→ **Dokumenttext**:
════
- Alexis Tsipras will weniger sparen und die Hilfspakete neu verhandlen. Seine alternativen Optionen kämen die Eurozone noch teurer zu stehen.
Wenn ein Land zu hohe Schulden hat, dann kann es damit auf
unterschiedliche Weise umgehen. Es kann seine Zentralbank dazu
bringen, die Geldmenge zu erhöhen, sodass die Schulden sich in der
Inflation auflösen. Es kann die Steuern erhöhen, um damit die
Zinsen zu bedienen, und eine wirtschaftliche Depression in Kauf
nehmen. Oder es kann Hilfe von außen bekommen. Im Fall Griechenlands
war die erste Möglichkeit versperrt, da die Europäische Zentralbank
auf die Preisstabilität verpflichtet ist. Hilfe von außen (etwa in
Form von Eurobonds oder einem EU-Finanzausgleich) blieb aus: Als die
privaten Gläubiger der griechischen Regierung kein Geld mehr leihen
wollten, gewährten die übrigen Euro-Mitgliedstaaten dem Land zwar
Rettungskredite, aber eben nur Kredite,
deren Zinsen das Land nun ebenfalls bedienen muss.
Was
blieb, war der Weg der harten Austerität: so lange die Steuern zu
erhöhen und die Staatsausgaben zu senken, bis die Schuldenkrise
überwunden ist, auch wenn die Wirtschaft dadurch weiter abstürzt
und die Menschen verelenden. Es gibt einige historische Beispiele
dafür, dass eine solche Strategie auch bei enormen Schuldenbergen
funktioniert hat – aber immer nur dann, wenn es eine
Regierungselite gab, die ihre Entscheidungen unabhängig vom Leid der
einfachen Bevölkerung treffen konnte. In einer Demokratie klappt das
für gewöhnlich nicht: Wenn das Wirtschaftswachstum ausbleibt, zieht
die Bevölkerung irgendwann die Reißleine und es kommt zum
Staatsbankrott. Wie es aussieht, hat Griechenland diesen Punkt
beinahe erreicht. Aber muss das auch den Austritt aus der Eurozone
bedeuten?
════
→ **Aufgabe**: Schreib aus dem Text über die griechische Schuldenkrise das Stück unverändert ab, das mit „Wenn ein Land“ anfängt und mit „ebenfalls bedienen muss.“ aufhört.

→ **Inhalt der Liste**:
════
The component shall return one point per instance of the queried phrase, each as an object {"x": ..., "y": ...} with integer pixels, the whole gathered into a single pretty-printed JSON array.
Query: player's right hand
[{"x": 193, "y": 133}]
════
→ **Vollständige Antwort**:
Wenn ein Land zu hohe Schulden hat, dann kann es damit auf
unterschiedliche Weise umgehen. Es kann seine Zentralbank dazu
bringen, die Geldmenge zu erhöhen, sodass die Schulden sich in der
Inflation auflösen. Es kann die Steuern erhöhen, um damit die
Zinsen zu bedienen, und eine wirtschaftliche Depression in Kauf
nehmen. Oder es kann Hilfe von außen bekommen. Im Fall Griechenlands
war die erste Möglichkeit versperrt, da die Europäische Zentralbank
auf die Preisstabilität verpflichtet ist. Hilfe von außen (etwa in
Form von Eurobonds oder einem EU-Finanzausgleich) blieb aus: Als die
privaten Gläubiger der griechischen Regierung kein Geld mehr leihen
wollten, gewährten die übrigen Euro-Mitgliedstaaten dem Land zwar
Rettungskredite, aber eben nur Kredite,
deren Zinsen das Land nun ebenfalls bedienen muss.